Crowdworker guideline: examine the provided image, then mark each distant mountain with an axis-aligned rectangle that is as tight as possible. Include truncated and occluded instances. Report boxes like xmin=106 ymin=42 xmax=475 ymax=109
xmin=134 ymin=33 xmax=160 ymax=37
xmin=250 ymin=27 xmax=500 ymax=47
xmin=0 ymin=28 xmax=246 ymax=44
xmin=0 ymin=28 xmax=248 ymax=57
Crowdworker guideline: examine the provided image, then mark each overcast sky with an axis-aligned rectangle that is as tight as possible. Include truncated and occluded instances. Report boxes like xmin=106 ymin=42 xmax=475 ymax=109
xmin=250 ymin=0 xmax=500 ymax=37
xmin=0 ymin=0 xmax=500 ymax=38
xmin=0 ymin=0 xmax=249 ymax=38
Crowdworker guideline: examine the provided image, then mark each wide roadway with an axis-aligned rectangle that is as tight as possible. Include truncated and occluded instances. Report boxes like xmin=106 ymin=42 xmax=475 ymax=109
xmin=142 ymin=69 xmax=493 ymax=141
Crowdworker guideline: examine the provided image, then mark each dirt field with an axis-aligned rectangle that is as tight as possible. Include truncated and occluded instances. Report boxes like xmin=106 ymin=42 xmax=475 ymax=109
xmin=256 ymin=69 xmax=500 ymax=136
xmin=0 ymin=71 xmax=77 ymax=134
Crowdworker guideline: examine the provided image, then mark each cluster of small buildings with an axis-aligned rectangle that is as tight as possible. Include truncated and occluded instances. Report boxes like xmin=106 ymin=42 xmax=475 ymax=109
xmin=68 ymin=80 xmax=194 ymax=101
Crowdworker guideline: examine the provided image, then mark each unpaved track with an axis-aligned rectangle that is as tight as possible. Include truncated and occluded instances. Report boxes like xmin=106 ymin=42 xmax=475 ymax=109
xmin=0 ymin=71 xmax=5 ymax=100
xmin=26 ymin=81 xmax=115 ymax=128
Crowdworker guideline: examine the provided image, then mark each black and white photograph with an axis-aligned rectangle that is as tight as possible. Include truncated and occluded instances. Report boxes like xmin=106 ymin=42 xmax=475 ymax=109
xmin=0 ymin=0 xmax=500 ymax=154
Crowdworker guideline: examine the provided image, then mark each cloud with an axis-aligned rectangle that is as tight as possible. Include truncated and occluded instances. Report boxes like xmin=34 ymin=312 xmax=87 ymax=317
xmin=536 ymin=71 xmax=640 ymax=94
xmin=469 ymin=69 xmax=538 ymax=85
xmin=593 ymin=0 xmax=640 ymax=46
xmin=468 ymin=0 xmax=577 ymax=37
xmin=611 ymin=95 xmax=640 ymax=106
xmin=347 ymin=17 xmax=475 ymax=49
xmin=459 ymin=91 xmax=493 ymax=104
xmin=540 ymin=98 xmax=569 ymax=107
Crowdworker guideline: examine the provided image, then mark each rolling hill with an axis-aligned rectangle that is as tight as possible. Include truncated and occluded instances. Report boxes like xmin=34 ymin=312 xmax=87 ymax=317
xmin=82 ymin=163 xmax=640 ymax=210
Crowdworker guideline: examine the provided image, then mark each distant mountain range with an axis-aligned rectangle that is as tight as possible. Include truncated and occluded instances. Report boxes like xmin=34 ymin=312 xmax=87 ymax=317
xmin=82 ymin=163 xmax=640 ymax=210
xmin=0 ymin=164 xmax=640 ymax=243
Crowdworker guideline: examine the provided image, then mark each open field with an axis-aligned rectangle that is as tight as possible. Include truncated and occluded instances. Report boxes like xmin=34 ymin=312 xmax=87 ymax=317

= = = =

◆ **PROMPT**:
Could you copy out the data from its first line up to and including the line with "xmin=134 ymin=33 xmax=160 ymax=37", matching every character?

◆ **RESPONSE**:
Crowdworker guideline: examine the provided image, then mark each distant mountain with an axis-aligned rectangle that is as tight as possible. Include truncated and occluded instances. Report boxes like xmin=106 ymin=42 xmax=475 ymax=109
xmin=134 ymin=33 xmax=160 ymax=37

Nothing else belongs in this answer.